What to work on ▸
**1)** Can you reproduce the multimedia processor passage word for word, between "Function-specific ASICs dedicated" and "of fixed functionality.", inclusive?
**2)** How would you carry on the passage about multimedia processor architectures, picking up right after its final sentence?

Text passage ▸
= = = = = = =

In general, MSP applications demand real-time processing capabilities. From algorithmic perspectives, important characteristics of the MSP algorithms can be summarized as following:
Intensive computation for highly regular operations; Intensive I/O or memory accesses, data reusability, and data locality;
High control complexity in less computational intensive tasks;
Frequent encounters of small integer operands.
Conventional standard processors do not correspond well to these characteristics of MSP algorithms. Therefore, special architectural approaches are necessary for multimedia processors to deliver the required high processing power with efficient use of hardware resources.
Function-specific ASICs dedicated to particular MSP subtasks can typically achieve highest performance levels at minimum cost for silicon area and optimized power consumption. However, they lack the flexibility to accommodate to algorithm modifications, and the large design effort justifies a dedicated implementation only for high-volume consumer market products of fixed functionality.
Alternatively, programmable approaches offer a higher degree of flexibility. In order to attain MSP performance, architectural strategies for programmable processors are based on parallelization and adaptation principles. Several alternatives exist to exploit the parallelization potential of MSP algorithms for programmable architectures:
Aiming at data parallelism, SIMD (Single Instruction Stream, Multiple Data Streams) architectures are characterized by several data paths executing the same operation on different data entities in parallel. While thus a high degree of parallelism can be achieved with little control overhead, data path utilization rapidly decreases for scalar program parts. In general, pure SIMD architectures are not an efficient solution for complex multimedia applications; they are best suited for algorithms with highly regular computation patterns.
Architectures featuring a split-ALU are based on a principle similar to SIMD: a number of lowerprecision data items are processed in parallel on the same ALU. Figure 1 shows a possible implementation of the split-ALU concept. The advantage of this approach is its small incremental hardware cost provided a wide ALU is already available. However, the exploitable data parallelism decreases where processing with higher precision/word-length is required. Recent multimedia extensions of generalpurpose processors are typically based on this principle.

= = = = = = =

Supplied material ▸
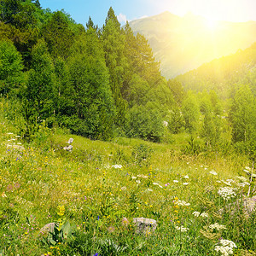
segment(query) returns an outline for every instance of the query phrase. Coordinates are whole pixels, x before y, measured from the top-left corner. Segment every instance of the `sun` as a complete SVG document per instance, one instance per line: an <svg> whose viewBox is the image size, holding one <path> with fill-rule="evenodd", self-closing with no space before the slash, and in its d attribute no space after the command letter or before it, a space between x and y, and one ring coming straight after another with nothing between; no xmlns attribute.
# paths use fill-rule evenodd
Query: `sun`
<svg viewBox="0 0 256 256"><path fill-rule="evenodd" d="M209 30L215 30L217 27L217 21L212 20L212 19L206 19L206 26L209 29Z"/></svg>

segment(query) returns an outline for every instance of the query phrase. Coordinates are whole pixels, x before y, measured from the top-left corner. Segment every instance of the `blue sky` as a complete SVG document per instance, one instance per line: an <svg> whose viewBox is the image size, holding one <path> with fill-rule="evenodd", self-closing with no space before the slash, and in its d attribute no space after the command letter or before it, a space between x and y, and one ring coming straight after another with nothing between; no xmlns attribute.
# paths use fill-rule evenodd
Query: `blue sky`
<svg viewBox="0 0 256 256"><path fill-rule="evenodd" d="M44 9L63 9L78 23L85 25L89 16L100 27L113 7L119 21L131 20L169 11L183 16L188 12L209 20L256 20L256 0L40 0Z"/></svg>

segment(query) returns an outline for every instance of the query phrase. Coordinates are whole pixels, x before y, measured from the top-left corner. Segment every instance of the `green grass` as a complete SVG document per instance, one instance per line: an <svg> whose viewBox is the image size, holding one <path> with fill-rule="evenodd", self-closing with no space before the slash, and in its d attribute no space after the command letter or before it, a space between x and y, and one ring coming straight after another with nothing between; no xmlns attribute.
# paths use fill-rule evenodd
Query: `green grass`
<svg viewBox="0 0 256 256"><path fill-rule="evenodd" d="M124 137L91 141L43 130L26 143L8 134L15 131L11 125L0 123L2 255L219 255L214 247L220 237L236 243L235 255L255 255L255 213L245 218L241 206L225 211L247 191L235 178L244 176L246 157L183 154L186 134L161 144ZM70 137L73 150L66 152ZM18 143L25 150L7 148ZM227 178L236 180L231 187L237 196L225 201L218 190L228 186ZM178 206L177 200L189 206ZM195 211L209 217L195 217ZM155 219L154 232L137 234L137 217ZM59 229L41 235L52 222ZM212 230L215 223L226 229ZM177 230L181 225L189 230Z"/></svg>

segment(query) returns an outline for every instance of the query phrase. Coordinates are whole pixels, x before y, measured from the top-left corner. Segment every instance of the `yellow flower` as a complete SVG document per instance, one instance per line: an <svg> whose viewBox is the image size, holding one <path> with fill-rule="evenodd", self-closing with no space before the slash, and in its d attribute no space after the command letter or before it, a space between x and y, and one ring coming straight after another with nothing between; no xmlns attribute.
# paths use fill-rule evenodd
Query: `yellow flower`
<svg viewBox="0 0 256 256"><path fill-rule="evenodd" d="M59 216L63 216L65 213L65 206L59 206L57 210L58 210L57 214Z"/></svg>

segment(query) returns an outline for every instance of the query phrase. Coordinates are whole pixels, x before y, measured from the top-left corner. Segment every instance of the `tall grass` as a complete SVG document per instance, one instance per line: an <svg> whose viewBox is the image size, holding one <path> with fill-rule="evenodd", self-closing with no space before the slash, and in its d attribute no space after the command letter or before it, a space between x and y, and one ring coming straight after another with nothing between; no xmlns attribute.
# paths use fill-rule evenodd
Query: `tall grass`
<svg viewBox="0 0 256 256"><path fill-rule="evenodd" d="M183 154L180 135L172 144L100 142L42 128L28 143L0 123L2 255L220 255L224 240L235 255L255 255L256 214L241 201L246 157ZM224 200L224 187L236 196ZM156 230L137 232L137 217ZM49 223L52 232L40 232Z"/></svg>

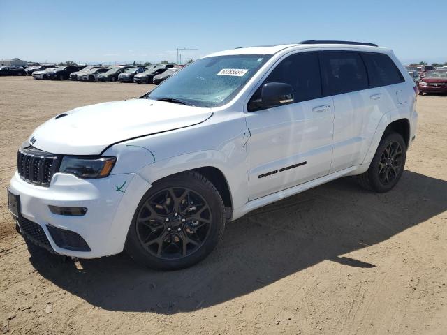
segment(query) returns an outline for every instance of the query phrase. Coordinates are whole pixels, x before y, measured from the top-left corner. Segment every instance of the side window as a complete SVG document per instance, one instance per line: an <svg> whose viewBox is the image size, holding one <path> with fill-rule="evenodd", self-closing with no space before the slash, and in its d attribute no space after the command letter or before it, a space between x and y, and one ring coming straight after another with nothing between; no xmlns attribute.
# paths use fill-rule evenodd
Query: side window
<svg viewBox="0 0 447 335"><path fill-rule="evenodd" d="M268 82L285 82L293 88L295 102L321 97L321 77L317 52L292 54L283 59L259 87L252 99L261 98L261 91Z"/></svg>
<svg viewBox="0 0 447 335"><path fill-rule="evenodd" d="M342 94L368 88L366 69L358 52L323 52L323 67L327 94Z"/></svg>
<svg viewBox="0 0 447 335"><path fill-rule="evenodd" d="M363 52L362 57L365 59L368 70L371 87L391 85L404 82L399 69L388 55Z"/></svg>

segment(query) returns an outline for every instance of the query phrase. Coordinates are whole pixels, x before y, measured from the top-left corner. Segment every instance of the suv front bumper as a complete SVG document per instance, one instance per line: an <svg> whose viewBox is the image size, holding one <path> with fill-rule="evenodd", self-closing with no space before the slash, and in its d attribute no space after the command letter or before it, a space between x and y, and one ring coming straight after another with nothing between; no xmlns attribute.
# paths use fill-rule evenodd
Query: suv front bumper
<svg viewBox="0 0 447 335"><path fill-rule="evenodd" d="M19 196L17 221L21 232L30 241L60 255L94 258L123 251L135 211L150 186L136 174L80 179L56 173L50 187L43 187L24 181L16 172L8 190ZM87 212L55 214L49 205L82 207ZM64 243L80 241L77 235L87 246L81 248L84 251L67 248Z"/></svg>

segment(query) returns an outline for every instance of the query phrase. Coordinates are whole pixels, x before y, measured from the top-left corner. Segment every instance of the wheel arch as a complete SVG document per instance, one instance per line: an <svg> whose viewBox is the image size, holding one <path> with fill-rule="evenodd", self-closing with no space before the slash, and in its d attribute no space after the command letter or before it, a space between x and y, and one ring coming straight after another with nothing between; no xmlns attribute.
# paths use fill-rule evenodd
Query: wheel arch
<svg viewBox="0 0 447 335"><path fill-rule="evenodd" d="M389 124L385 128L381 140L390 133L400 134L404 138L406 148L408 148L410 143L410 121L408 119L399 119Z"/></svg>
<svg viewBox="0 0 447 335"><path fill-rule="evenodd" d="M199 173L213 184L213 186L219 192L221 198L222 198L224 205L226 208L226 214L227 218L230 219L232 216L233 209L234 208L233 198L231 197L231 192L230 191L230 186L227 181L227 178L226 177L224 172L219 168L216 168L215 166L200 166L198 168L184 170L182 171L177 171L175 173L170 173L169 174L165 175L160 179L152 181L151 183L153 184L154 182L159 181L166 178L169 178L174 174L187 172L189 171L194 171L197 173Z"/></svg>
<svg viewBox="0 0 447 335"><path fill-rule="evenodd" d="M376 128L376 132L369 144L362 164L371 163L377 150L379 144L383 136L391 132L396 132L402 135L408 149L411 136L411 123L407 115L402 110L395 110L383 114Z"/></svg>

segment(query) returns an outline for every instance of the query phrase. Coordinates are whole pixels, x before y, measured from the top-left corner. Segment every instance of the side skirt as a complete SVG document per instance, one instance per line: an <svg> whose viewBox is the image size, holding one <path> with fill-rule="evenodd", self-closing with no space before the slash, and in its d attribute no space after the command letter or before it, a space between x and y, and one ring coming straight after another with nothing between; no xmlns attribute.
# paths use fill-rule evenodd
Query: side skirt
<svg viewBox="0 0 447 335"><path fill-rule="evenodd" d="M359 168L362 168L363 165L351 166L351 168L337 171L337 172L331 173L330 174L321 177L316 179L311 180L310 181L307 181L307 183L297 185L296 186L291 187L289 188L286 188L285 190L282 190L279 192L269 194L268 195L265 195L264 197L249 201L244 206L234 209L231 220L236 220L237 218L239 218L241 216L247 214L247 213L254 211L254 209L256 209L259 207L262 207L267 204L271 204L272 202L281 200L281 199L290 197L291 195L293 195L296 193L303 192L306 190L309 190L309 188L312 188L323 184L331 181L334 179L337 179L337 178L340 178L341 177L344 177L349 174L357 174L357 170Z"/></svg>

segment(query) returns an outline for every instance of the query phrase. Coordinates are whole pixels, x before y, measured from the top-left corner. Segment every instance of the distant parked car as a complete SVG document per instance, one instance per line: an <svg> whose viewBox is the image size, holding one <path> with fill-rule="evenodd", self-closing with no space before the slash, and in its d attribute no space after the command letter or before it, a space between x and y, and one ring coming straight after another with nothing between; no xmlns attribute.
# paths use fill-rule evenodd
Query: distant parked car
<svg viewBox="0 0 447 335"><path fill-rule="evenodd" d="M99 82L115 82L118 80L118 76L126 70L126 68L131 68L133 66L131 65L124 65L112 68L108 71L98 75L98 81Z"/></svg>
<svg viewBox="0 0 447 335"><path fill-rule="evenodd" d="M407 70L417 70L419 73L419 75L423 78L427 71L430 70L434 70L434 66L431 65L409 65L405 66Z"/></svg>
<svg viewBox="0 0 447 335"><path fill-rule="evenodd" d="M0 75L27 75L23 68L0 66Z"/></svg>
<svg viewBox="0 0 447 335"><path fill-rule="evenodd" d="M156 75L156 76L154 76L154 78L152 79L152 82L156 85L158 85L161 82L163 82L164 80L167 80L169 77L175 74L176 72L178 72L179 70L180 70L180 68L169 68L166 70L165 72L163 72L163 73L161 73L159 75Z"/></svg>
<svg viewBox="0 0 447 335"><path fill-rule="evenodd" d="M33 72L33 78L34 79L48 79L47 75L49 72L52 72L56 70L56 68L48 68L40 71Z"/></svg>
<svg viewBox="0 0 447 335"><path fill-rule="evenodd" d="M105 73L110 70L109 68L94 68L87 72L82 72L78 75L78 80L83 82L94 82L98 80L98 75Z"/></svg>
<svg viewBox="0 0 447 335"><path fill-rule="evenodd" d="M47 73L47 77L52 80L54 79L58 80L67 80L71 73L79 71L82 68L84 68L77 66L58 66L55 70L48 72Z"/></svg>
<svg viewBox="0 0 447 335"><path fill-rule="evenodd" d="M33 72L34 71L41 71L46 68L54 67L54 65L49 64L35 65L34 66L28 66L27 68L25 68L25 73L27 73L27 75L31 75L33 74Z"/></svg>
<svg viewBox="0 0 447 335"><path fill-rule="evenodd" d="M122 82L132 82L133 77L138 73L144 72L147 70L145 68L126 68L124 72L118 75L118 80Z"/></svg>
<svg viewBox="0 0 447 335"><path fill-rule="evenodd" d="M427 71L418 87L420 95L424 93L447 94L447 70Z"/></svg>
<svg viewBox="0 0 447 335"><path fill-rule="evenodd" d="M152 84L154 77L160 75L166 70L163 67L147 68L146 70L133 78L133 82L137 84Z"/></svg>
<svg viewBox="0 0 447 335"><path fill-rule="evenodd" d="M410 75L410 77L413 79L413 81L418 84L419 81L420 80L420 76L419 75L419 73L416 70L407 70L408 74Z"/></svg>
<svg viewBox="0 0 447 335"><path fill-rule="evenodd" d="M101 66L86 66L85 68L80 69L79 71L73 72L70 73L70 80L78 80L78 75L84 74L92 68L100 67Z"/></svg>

= = = = = = =

Results by task ▸
**1)**
Function-specific ASICs dedicated to particular MSP subtasks can typically achieve highest performance levels at minimum cost for silicon area and optimized power consumption. However, they lack the flexibility to accommodate to algorithm modifications, and the large design effort justifies a dedicated implementation only for high-volume consumer market products of fixed functionality.

**2)**
Instruction level parallelism is targeted by VLIW (Very Long Instruction Word) architectures, which specify several operations within a single long instruction word to be executed concurrently on multiple function units (Figure 2) . In contrast to superscalar architectures, VLIW processors have to rely on static instruction scheduling performed at compile-time. The advantage is a simplified design as no hardware support for dynamic code reordering is required. In essence, VLIW architec- tures shift complexity from hardware to the compiler. However, run-time dependencies may be difficult to anticipate at compile-time, and worst-case assumptions have to be made for code scheduling. Task level as well as data level parallelism can be exploited by MIMD (Multiple Instruction Streams, Multiple Data Streams) architectures, which are characterized by a number of parallel data paths featuring individual control units. Thus, MIMD processors offer the highest flexibility for algorithms to be executed in parallel. However, they incur high hardware cost for multiple control units as well as for a memory system delivering sufficient bandwidth to supply all required instruction streams. Furthermore, synchronization difficulties and poor programmability prevented MIMD processors from widespread use in multimedia applications so far.
Adaptation of programmable processors to special MSP algorithm characteristics include the following strategies:
A widely employed way of adaptation is to introduce specialized instructions for frequently recurring operations of higher complexity, e.g., a multiply-accumulate operation with saturation. By replacing longer sequences of standard instructions, the use of specialized instructions may significantly reduce the instruction count, resulting in faster program execution (Figure 3 ). The design complexity required for implementing specialized instructions can usually be kept at modest levels; the decision about which instructions to implement depends on the probability of their use.
mov #imm, r3 mul r1, r3 bv _sat1 add r3, r2 bv _sat2 maci #imm, r1, r2 r2 = sat(r2 + sat(#imm r1)) Operation: Figure 3 : Specialized instructions replace sequences of standard instructions. By introducing a single new instruction comprising a frequently executed sequence of standard instructions, the instruction count of multimedia code can be reduced significantly.
An approach combining both parallelization and adaptation principles are coprocessor architectures. By incorporating one or more separate modules adapted to specific tasks, coprocessors allow to execute highly regular program parts with high processing requirements on dedicated hardware, while more irregular but less computationally intensive control tasks are performed on a programmable processor core. Alternatively, a coprocessor may also be considered for more irregular tasks with special characteristics that cannot be executed efficiently on a general-purpose processor. Due to the adaptation, coprocessor architectures imply a tradeoff between high efficiency and flexibility.
For complex MSP systems, the inherent interaction of various design parameters comprising hardware and software issues must be taken into account. These issues are highly dependent on each other. Therefore, the system design may be best accomplished via a codesign of algorithm/architecture: algorithms should be partitioned to facilitate dedicated processing modules; and architectures tailored to achieve higher efficiency for the special application domain. Such a design approach naturally leads to a coprocessor architecture.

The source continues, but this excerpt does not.